====== Listed records ======
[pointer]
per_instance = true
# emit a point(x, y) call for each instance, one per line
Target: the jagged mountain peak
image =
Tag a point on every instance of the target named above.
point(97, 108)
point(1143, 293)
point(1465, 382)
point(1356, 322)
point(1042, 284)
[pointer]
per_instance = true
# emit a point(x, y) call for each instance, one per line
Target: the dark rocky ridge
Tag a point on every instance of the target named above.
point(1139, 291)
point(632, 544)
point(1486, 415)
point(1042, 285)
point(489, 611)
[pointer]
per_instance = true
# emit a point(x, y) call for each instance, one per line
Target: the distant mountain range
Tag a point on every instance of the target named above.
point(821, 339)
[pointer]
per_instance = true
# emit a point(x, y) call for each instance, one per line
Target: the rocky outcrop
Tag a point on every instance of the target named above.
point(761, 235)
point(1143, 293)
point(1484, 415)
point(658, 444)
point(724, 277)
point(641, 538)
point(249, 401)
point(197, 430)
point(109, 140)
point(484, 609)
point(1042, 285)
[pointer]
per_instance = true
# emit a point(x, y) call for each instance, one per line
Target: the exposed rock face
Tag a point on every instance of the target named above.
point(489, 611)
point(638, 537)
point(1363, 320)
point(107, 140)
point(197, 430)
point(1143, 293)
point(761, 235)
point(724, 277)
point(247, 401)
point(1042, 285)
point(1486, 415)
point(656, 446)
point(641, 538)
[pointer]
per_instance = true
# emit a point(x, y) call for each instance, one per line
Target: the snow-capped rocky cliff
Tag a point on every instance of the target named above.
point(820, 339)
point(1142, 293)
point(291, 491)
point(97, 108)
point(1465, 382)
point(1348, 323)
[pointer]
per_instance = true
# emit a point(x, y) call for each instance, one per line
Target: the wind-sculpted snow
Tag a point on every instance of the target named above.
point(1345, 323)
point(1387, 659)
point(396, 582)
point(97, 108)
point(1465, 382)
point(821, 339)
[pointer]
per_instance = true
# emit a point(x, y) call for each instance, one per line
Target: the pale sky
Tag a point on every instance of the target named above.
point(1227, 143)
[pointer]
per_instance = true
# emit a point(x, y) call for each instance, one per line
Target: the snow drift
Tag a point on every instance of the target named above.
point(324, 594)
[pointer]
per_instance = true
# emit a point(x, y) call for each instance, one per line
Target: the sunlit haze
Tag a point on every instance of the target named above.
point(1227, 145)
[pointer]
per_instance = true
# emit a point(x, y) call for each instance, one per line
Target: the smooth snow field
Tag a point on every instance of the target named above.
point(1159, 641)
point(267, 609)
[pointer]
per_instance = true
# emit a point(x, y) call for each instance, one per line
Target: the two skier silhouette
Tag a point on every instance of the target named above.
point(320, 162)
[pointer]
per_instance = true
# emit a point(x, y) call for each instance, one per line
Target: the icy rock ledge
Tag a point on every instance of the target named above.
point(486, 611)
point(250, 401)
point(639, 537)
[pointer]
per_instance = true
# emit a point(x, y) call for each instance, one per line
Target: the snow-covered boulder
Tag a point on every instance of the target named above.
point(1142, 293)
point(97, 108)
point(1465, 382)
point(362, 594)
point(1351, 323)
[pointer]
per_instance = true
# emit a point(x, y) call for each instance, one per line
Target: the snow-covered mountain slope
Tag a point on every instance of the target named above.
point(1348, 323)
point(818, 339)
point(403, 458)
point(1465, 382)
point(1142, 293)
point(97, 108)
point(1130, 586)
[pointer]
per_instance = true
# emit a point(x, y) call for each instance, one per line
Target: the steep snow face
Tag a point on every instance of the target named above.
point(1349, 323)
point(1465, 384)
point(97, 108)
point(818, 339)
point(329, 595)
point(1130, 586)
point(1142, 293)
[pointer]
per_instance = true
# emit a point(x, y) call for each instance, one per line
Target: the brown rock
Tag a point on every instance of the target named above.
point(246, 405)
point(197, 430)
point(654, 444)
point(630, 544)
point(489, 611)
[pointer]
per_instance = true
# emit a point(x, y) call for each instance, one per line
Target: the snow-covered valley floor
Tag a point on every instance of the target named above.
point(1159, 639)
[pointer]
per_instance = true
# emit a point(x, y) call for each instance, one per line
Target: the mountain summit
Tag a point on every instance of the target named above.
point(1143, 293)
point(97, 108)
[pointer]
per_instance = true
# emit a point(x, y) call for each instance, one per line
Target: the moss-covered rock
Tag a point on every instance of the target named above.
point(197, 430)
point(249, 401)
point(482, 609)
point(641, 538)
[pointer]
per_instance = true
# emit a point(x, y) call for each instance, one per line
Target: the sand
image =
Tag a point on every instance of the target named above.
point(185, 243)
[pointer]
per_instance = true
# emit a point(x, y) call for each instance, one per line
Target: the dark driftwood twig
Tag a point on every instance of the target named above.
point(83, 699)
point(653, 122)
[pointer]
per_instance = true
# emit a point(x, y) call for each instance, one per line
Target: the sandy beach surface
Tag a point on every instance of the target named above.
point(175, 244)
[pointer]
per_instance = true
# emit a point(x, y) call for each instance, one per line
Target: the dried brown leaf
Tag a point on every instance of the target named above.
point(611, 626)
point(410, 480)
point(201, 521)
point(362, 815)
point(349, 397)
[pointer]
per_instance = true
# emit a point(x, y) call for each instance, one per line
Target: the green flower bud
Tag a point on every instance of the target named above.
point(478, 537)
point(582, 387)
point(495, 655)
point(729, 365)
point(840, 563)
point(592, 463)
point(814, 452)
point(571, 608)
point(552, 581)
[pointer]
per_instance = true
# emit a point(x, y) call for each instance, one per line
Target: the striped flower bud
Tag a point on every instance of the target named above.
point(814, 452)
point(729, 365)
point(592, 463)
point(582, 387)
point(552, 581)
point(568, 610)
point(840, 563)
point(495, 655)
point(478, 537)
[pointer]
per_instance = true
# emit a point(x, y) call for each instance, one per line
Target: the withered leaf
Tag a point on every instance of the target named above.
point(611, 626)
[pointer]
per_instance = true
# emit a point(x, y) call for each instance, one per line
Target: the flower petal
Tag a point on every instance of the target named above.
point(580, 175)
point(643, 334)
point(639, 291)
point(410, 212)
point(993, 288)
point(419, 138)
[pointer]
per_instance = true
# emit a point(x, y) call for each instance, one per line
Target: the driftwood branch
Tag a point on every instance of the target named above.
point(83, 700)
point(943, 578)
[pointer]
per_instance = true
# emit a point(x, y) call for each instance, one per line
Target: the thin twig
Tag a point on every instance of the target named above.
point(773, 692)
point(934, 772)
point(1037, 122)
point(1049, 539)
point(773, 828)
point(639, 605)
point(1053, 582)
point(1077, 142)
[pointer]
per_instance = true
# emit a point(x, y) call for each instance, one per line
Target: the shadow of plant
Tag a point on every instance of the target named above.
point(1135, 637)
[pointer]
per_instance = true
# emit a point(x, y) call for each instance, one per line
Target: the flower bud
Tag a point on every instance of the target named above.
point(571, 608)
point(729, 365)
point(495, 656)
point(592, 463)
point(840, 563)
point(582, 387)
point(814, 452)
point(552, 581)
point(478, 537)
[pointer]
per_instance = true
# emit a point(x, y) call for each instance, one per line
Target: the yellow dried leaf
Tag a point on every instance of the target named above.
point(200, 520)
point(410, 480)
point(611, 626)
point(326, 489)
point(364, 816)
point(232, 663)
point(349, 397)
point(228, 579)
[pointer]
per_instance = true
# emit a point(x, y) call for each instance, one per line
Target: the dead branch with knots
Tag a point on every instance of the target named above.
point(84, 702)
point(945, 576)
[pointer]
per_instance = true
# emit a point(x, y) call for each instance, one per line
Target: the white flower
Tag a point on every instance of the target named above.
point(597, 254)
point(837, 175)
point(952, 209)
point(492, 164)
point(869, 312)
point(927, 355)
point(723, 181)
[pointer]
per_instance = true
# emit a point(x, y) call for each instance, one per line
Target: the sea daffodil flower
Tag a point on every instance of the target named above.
======
To do – Reproduce all of the entries above word for word, leaving every line unchanged.

Expected answer –
[pointer]
per_instance = true
# emit a point(x, y) call for each instance, one per line
Target: the jagged mountain peak
image =
Tag a point on every instance of the target named above.
point(97, 108)
point(1143, 293)
point(1465, 382)
point(1356, 322)
point(1042, 284)
[pointer]
per_instance = true
# emit a point(x, y) call for each instance, one per line
Target: the dark rocky ridge
Tag a point on every instance of the target named above.
point(1139, 291)
point(632, 544)
point(1486, 415)
point(1042, 285)
point(489, 611)
[pointer]
per_instance = true
# emit a point(x, y) call for each instance, one per line
Target: the distant mountain range
Tag a point on every instance of the target named above.
point(821, 339)
[pointer]
per_instance = true
# emit a point(x, y) call for each instance, one per line
Target: the rocky outcrop
Tag a point on every instance of the target named above.
point(761, 235)
point(1143, 293)
point(1484, 415)
point(658, 444)
point(724, 277)
point(641, 538)
point(249, 401)
point(197, 430)
point(109, 140)
point(484, 609)
point(1042, 285)
[pointer]
per_instance = true
# emit a point(x, y) call for each instance, one per line
Target: the exposed rock face
Tag a point on every instance of the target named above.
point(489, 611)
point(638, 537)
point(1363, 320)
point(107, 140)
point(197, 430)
point(1143, 293)
point(761, 235)
point(724, 277)
point(247, 401)
point(1042, 285)
point(1486, 415)
point(656, 446)
point(641, 538)
[pointer]
per_instance = true
# emit a point(x, y) call for each instance, one per line
Target: the snow-capped rocky cliff
Tag a point on every instance of the target named above.
point(820, 339)
point(1142, 293)
point(291, 491)
point(97, 108)
point(1465, 382)
point(1348, 323)
[pointer]
per_instance = true
# emit a point(x, y) call for each instance, one per line
Target: the wind-sculpted snow
Tag a point on every instance of the target named above.
point(1345, 323)
point(1387, 659)
point(396, 582)
point(97, 108)
point(1465, 382)
point(821, 339)
[pointer]
per_instance = true
# emit a point(x, y) call for each instance, one per line
Target: the pale sky
Tag a point on every instance of the target named above.
point(1227, 143)
[pointer]
per_instance = true
# emit a point(x, y) call for each instance, one per line
Target: the snow drift
Tag a point on every instance of the target named above.
point(324, 594)
[pointer]
per_instance = true
# emit a point(x, y) call for each instance, one per line
Target: the sunlit haze
Tag a point on every instance of the target named above.
point(1227, 145)
[pointer]
per_instance = true
# emit a point(x, y) call for each instance, one per line
Target: the smooth snow field
Tag a point on every instance of the target named above.
point(1159, 641)
point(267, 609)
[pointer]
per_instance = true
# emit a point(x, y) call for each instance, one per line
Target: the two skier silhouette
Tag a point on every instance of the target named above.
point(320, 162)
[pointer]
per_instance = true
# emit a point(x, y) call for each instance, one per line
Target: the icy rock ledge
Tag a point on every instance of the target named above.
point(486, 611)
point(250, 401)
point(639, 537)
[pointer]
per_instance = true
# emit a point(x, y) call for each instance, one per line
Target: the snow-covered boulder
Tag a point on every instance of the target named above.
point(1142, 293)
point(97, 108)
point(1465, 382)
point(362, 594)
point(1351, 323)
[pointer]
per_instance = true
# emit a point(x, y) call for each instance, one per line
Target: the snow-covered mountain slope
Tag a point on every instance of the target named above.
point(1348, 323)
point(818, 339)
point(403, 458)
point(1465, 382)
point(1142, 293)
point(97, 108)
point(1130, 586)
[pointer]
per_instance = true
# emit a point(x, y) call for each instance, one per line
Target: the steep snow face
Tag a point on every instance of the target named above.
point(1349, 323)
point(1465, 384)
point(97, 108)
point(818, 339)
point(329, 595)
point(1130, 586)
point(1142, 293)
[pointer]
per_instance = true
# emit a point(x, y) call for each instance, one per line
Target: the brown rock
Tag a point on every instance of the target named above.
point(246, 405)
point(197, 430)
point(654, 444)
point(630, 544)
point(489, 611)
[pointer]
per_instance = true
# emit a point(x, y) call for each instance, one per line
Target: the snow-covered valley floor
Tag a point on every instance of the target named above.
point(1159, 639)
[pointer]
per_instance = true
# emit a point(x, y) call for each instance, one per line
Target: the mountain summit
Tag a point on every instance of the target named above.
point(1143, 293)
point(97, 108)
[pointer]
per_instance = true
# emit a point(x, y) call for each instance, one per line
Target: the moss-covered rock
Tag a point on every instance of the target named above.
point(197, 430)
point(249, 401)
point(482, 609)
point(641, 538)
[pointer]
per_instance = true
# emit a point(x, y) call for each instance, one per line
Target: the sand
image =
Tag a point on every instance of the target named above.
point(185, 243)
[pointer]
per_instance = true
# emit a point(x, y) call for each instance, one per line
Target: the dark driftwood twig
Tag a point on every instance of the target named above.
point(83, 699)
point(653, 122)
[pointer]
per_instance = true
# emit a point(x, y) call for each instance, one per line
Target: the sandy beach surface
Tag a point on every instance of the target named above.
point(175, 244)
[pointer]
per_instance = true
# emit a point(x, y) call for each instance, one per line
Target: the dried brown leaf
Tag a point on every instance of the target named above.
point(611, 626)
point(410, 480)
point(201, 521)
point(362, 815)
point(349, 397)
[pointer]
per_instance = true
# emit a point(x, y) call for each instance, one per line
Target: the green flower bud
Tag a point on every instance of the target named above.
point(478, 537)
point(582, 387)
point(495, 655)
point(729, 365)
point(840, 563)
point(592, 463)
point(814, 452)
point(571, 608)
point(552, 581)
[pointer]
per_instance = true
# emit a point(x, y) call for each instance, one per line
Target: the striped flower bud
Tag a point on every instance of the target named above.
point(814, 452)
point(729, 365)
point(592, 463)
point(582, 387)
point(552, 581)
point(568, 610)
point(840, 563)
point(495, 655)
point(478, 537)
[pointer]
per_instance = true
# emit a point(x, y) call for each instance, one per line
Target: the withered leaf
Tag a point on every instance of the target named above.
point(611, 626)
[pointer]
per_instance = true
# emit a point(x, y) call for each instance, one per line
Target: the flower petal
Tag a point on every instance of the target named above.
point(580, 175)
point(643, 334)
point(639, 291)
point(410, 212)
point(993, 288)
point(419, 138)
[pointer]
per_instance = true
# emit a point(x, y) call for each instance, one per line
Target: the driftwood branch
Tag a point on every instance of the target named above.
point(83, 700)
point(943, 578)
[pointer]
per_instance = true
# emit a point(x, y) call for each instance, one per line
Target: the thin twig
Tag a point on every instance of the target named above.
point(773, 692)
point(934, 772)
point(1037, 122)
point(1049, 539)
point(773, 828)
point(639, 605)
point(1053, 582)
point(1077, 142)
[pointer]
per_instance = true
# emit a point(x, y) call for each instance, one per line
Target: the shadow of plant
Tag a point on every instance of the target named above.
point(1135, 637)
[pointer]
per_instance = true
# emit a point(x, y) call for each instance, one per line
Target: the flower bud
Tag a point on every instance of the target named above.
point(571, 608)
point(729, 365)
point(495, 656)
point(592, 463)
point(840, 563)
point(582, 387)
point(814, 452)
point(552, 581)
point(478, 537)
[pointer]
per_instance = true
# emit a point(x, y) call for each instance, one per line
Target: the yellow dried leaf
Tag a point on every instance of the target named above.
point(200, 520)
point(410, 480)
point(611, 626)
point(326, 489)
point(364, 816)
point(232, 663)
point(349, 397)
point(228, 579)
[pointer]
per_instance = true
# emit a point(x, y) call for each instance, one per line
Target: the dead branch with knots
Tag a point on every instance of the target named above.
point(84, 702)
point(945, 576)
[pointer]
per_instance = true
# emit a point(x, y) call for each instance, one per line
Target: the white flower
Tag a point on every instance of the target named above.
point(597, 254)
point(837, 175)
point(952, 209)
point(492, 164)
point(869, 312)
point(927, 355)
point(723, 181)
[pointer]
per_instance = true
# emit a point(x, y) call for each instance, one per line
Target: the sea daffodil flower
Tag a point on every instance of the target named above.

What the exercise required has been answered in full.